Every line with "before" in it must be copied from the data.

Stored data
====================

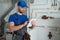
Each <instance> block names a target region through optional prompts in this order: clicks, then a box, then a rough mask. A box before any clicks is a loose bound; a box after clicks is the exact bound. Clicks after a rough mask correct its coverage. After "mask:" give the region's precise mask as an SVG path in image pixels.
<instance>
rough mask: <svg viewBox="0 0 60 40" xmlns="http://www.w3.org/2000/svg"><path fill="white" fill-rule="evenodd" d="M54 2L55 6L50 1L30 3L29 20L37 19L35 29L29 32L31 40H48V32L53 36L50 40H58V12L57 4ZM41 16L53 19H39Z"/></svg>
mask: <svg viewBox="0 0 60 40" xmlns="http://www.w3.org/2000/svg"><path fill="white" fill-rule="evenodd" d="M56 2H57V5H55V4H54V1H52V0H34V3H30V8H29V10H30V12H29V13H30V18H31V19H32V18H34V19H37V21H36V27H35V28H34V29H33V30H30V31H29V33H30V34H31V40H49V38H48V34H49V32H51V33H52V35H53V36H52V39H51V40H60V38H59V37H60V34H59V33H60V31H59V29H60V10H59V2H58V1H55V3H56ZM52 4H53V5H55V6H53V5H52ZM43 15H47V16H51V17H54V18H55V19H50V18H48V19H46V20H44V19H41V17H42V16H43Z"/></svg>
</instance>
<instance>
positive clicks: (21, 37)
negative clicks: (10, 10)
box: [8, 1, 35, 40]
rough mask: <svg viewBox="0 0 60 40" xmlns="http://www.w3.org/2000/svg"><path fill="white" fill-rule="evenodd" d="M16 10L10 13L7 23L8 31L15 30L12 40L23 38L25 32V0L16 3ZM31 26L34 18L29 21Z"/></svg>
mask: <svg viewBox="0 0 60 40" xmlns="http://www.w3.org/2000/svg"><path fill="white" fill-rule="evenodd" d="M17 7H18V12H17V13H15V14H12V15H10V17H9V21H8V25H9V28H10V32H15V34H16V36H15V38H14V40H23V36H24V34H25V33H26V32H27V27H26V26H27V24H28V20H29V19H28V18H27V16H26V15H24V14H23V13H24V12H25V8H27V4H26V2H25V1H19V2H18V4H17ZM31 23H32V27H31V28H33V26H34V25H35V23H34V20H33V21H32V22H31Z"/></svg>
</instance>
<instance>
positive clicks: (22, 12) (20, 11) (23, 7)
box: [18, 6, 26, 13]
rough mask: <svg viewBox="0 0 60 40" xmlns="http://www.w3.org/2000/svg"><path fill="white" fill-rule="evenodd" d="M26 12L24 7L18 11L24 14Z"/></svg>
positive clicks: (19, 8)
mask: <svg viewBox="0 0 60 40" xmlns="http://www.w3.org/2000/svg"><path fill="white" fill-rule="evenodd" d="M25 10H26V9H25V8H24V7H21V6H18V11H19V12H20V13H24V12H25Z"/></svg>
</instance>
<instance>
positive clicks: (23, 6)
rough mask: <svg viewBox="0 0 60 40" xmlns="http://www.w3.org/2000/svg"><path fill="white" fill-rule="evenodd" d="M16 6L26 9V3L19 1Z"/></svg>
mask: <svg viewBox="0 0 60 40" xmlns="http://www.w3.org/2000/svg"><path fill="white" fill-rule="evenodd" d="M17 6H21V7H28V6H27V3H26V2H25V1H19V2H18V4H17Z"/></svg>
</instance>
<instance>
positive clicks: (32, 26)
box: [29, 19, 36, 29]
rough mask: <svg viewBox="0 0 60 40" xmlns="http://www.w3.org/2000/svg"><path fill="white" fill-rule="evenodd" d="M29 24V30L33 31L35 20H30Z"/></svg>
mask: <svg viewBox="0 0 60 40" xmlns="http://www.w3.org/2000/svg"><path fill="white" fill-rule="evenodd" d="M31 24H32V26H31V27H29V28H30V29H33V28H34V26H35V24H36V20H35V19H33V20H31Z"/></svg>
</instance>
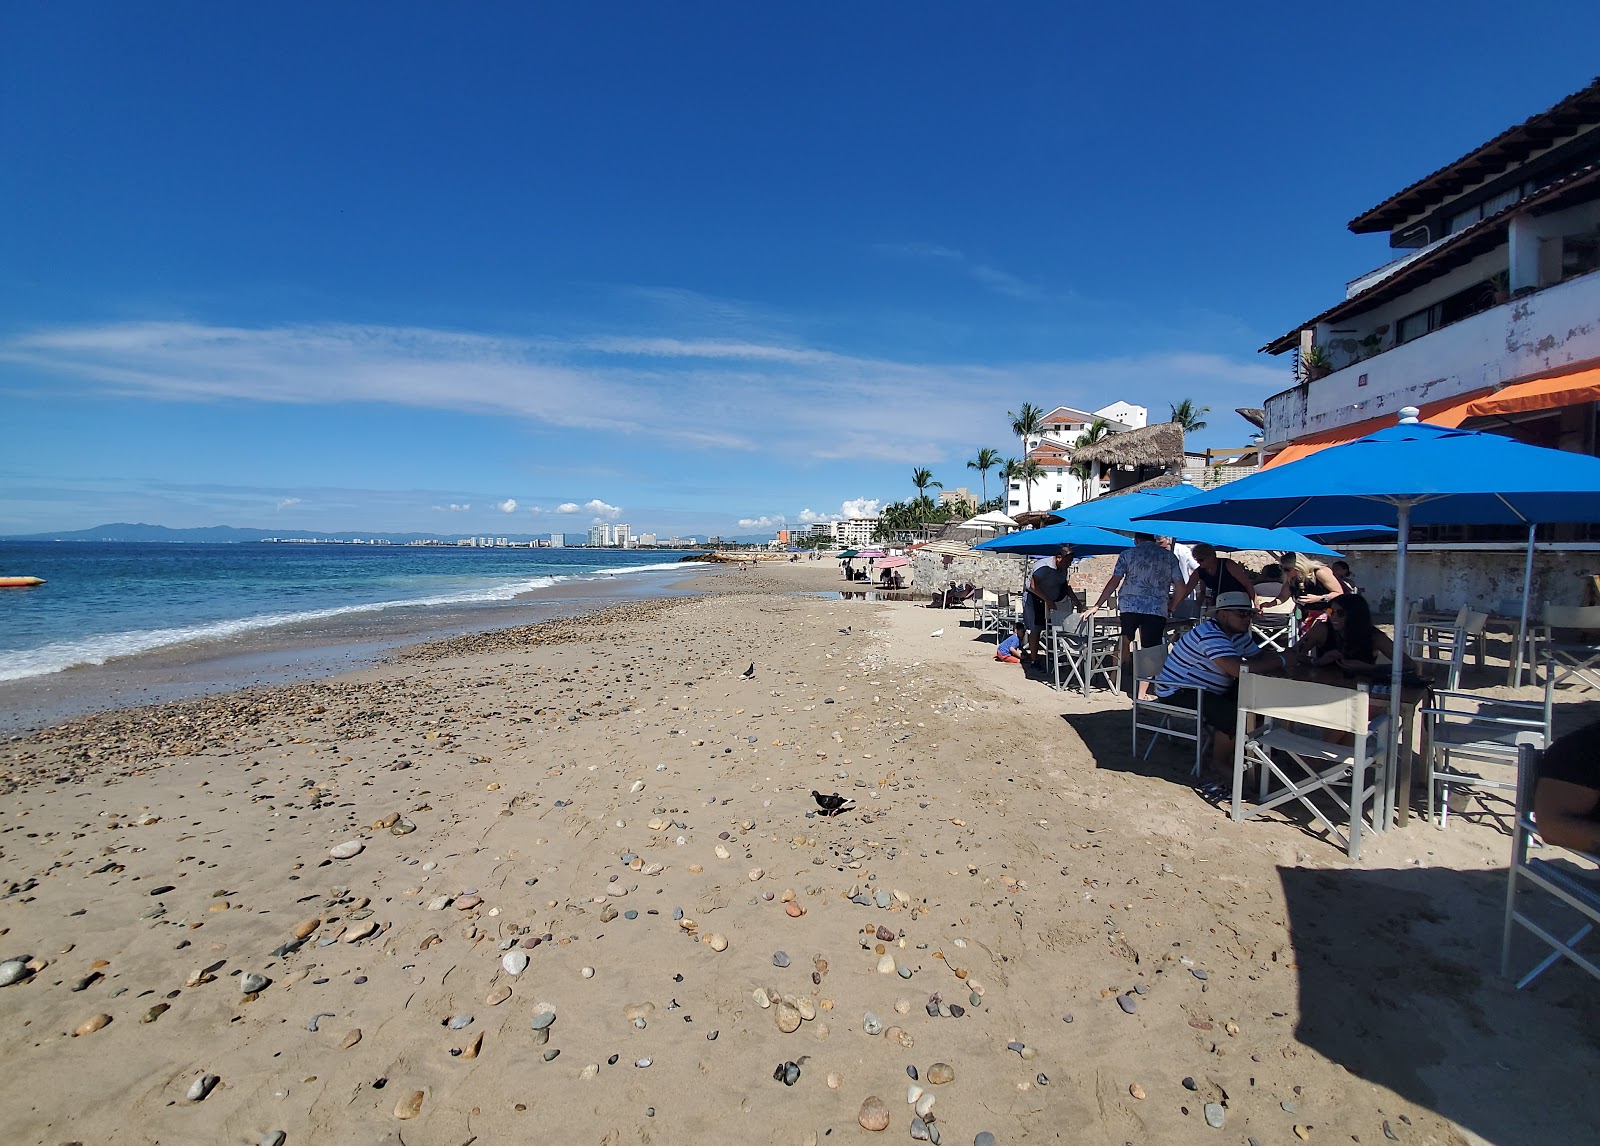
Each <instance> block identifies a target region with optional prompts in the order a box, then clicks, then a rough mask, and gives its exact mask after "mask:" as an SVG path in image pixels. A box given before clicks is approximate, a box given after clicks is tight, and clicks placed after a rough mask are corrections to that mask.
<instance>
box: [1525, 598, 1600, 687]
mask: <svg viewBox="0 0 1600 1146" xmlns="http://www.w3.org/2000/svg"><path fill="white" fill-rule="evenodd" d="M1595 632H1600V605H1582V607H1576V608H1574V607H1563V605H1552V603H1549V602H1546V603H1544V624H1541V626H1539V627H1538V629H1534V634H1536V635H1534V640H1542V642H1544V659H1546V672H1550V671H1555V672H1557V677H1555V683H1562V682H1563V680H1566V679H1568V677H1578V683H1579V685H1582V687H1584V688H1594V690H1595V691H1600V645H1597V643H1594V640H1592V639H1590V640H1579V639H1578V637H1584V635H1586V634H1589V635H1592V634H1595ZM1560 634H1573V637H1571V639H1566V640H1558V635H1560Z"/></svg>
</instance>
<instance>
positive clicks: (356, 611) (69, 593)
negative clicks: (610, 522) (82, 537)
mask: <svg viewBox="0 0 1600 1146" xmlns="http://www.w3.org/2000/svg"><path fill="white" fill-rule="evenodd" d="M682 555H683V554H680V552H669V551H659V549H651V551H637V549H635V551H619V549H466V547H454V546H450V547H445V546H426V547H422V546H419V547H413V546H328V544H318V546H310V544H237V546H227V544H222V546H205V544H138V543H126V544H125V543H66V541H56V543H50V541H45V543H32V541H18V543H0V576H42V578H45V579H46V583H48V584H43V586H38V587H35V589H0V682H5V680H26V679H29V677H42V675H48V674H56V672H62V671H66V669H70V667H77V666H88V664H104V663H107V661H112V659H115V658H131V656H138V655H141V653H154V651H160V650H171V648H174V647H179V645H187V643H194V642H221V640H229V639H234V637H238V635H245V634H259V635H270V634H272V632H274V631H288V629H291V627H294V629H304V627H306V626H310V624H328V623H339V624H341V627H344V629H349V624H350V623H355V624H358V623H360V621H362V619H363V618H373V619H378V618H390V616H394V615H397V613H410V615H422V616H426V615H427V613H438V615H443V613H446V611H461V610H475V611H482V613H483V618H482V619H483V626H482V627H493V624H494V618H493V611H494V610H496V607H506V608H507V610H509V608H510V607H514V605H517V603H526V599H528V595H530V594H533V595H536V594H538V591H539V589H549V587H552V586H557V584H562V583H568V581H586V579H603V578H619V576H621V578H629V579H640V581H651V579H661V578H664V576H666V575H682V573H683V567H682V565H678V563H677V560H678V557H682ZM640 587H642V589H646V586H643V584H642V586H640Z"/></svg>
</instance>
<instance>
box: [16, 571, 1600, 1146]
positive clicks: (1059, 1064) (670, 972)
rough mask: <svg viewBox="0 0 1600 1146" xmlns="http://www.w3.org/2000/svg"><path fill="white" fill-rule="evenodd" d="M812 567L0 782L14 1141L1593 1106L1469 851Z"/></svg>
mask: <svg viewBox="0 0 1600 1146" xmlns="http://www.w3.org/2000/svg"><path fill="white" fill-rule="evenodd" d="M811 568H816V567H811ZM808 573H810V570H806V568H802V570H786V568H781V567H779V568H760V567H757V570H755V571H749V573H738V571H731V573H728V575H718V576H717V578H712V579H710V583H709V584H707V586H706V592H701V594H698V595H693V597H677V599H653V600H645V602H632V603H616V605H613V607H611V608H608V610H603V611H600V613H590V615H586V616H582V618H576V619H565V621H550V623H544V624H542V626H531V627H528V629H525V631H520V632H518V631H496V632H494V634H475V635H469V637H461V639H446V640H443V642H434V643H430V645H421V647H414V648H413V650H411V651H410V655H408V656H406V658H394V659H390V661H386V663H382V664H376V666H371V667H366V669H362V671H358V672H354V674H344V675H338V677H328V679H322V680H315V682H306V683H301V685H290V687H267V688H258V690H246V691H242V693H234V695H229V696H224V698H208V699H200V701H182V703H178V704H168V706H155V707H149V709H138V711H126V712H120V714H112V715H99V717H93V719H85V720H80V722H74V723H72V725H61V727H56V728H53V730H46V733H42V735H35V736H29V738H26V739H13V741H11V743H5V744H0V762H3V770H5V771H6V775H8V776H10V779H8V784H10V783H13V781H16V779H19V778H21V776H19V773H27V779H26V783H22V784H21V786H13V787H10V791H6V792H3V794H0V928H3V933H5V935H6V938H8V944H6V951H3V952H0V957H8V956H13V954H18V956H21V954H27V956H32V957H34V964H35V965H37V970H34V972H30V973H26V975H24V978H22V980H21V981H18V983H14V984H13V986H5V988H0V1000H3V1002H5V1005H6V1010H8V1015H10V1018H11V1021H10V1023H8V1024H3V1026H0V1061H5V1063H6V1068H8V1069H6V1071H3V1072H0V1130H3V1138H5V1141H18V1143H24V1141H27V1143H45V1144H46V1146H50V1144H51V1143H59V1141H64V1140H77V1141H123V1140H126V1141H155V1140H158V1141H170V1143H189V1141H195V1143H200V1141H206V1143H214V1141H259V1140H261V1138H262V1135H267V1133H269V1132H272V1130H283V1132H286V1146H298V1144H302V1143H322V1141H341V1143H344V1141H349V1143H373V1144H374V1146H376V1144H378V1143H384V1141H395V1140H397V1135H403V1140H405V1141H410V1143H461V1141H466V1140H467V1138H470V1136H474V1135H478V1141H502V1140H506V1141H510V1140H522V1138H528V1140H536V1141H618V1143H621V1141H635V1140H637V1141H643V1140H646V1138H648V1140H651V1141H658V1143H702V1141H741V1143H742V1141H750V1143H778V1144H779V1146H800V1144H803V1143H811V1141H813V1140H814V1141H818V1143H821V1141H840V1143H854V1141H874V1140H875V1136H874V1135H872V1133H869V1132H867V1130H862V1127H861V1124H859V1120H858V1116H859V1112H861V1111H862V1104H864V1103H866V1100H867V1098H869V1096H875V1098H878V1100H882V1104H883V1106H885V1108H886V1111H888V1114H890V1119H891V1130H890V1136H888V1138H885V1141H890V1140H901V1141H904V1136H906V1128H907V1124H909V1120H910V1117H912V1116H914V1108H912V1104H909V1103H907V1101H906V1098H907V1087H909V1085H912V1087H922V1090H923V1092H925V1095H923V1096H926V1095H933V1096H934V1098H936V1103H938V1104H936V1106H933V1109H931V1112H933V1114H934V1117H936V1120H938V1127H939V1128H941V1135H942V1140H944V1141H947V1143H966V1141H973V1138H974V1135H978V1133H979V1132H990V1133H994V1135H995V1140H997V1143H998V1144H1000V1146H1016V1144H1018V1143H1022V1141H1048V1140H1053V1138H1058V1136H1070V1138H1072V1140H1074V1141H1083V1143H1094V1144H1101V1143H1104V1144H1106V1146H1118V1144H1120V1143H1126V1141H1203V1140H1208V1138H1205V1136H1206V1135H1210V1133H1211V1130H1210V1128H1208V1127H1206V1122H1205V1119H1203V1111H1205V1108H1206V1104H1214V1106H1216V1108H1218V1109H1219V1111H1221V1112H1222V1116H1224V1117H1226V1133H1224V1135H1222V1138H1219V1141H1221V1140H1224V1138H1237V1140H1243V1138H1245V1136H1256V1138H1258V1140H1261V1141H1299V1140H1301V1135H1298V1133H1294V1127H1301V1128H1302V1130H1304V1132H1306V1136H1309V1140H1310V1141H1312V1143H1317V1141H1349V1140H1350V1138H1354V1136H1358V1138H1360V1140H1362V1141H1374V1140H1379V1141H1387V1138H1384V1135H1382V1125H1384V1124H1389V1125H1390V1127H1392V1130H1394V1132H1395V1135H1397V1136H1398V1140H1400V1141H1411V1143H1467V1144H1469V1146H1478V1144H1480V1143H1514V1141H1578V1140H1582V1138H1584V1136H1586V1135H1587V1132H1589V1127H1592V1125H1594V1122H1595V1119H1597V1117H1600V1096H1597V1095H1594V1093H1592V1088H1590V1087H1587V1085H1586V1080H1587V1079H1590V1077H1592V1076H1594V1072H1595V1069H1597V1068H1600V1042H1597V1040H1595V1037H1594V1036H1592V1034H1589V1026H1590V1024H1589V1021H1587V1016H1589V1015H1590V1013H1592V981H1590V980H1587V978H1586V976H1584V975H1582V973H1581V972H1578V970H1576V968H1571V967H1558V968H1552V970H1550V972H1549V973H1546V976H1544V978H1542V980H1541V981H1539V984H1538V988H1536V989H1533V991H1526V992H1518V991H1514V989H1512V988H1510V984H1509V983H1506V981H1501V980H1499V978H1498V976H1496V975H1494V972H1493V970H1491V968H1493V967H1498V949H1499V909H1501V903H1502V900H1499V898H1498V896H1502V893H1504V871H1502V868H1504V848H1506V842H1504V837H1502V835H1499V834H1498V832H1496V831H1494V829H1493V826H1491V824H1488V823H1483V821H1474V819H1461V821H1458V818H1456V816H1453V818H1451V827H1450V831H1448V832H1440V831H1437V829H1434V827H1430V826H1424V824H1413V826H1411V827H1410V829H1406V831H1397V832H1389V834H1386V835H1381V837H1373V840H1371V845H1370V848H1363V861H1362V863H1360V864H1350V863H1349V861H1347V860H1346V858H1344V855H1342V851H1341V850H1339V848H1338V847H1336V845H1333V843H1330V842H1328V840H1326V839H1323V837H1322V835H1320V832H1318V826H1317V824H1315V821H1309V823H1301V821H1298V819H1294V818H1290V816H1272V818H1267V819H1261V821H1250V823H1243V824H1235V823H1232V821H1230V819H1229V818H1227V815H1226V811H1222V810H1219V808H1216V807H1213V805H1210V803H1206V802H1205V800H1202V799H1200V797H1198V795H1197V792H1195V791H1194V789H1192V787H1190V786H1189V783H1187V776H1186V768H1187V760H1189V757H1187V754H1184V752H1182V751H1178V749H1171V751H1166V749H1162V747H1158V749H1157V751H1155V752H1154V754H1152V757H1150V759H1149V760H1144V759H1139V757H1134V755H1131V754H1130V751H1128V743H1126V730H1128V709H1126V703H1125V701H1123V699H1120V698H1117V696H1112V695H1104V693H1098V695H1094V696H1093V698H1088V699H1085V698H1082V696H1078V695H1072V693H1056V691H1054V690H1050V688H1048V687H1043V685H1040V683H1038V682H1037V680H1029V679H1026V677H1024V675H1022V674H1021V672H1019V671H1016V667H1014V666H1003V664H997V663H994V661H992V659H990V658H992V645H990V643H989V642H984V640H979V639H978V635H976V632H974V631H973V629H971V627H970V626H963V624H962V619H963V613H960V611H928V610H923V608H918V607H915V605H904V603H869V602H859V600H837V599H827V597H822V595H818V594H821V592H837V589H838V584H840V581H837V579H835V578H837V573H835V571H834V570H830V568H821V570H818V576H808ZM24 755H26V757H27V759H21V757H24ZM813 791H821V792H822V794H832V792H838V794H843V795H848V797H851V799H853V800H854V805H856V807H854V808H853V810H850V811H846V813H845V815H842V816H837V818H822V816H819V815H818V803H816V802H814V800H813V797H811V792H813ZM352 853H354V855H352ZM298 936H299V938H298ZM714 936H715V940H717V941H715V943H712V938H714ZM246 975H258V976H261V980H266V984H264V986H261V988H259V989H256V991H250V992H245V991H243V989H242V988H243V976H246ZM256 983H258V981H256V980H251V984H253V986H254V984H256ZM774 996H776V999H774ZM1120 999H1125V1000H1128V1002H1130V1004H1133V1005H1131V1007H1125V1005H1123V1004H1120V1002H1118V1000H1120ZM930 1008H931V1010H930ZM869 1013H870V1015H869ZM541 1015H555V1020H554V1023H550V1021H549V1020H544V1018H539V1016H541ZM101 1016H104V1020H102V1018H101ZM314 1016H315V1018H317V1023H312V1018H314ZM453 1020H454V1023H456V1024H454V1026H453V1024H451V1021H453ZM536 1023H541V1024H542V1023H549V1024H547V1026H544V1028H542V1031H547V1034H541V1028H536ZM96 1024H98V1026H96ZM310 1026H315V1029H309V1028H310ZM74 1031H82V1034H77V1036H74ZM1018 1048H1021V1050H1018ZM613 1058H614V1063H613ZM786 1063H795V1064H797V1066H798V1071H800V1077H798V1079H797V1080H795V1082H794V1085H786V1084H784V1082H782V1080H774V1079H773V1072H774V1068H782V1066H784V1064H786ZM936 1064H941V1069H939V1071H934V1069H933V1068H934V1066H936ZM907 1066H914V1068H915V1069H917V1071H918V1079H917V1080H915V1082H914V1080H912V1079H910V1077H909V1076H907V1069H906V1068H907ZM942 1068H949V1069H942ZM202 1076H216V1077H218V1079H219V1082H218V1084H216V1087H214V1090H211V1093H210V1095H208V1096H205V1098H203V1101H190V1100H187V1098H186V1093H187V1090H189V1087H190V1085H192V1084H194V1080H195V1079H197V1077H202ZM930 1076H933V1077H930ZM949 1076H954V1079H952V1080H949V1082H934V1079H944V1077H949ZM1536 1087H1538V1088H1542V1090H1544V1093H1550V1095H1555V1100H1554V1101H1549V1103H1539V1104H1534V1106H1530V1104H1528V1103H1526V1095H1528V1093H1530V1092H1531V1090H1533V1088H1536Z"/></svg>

====================

* **Exercise solution**:
Each <instance> block names a target region through optional prompts in this order: clicks, then a box, then a rough mask. A box before any clicks is a loose bound; a box after clicks is the exact bound. Clicks after a rough mask correct its coverage. After "mask:" give the region's precise mask as an SVG path in image pixels.
Each <instance> block identifies a target region with optional prompts in the order a box, then clicks, then a rough mask, and gives its exact mask after "mask:" as an SVG path in image pixels. A box given before clicks is approximate, a box given after clicks is tight, and clicks placed after a rough mask are corrections to that mask.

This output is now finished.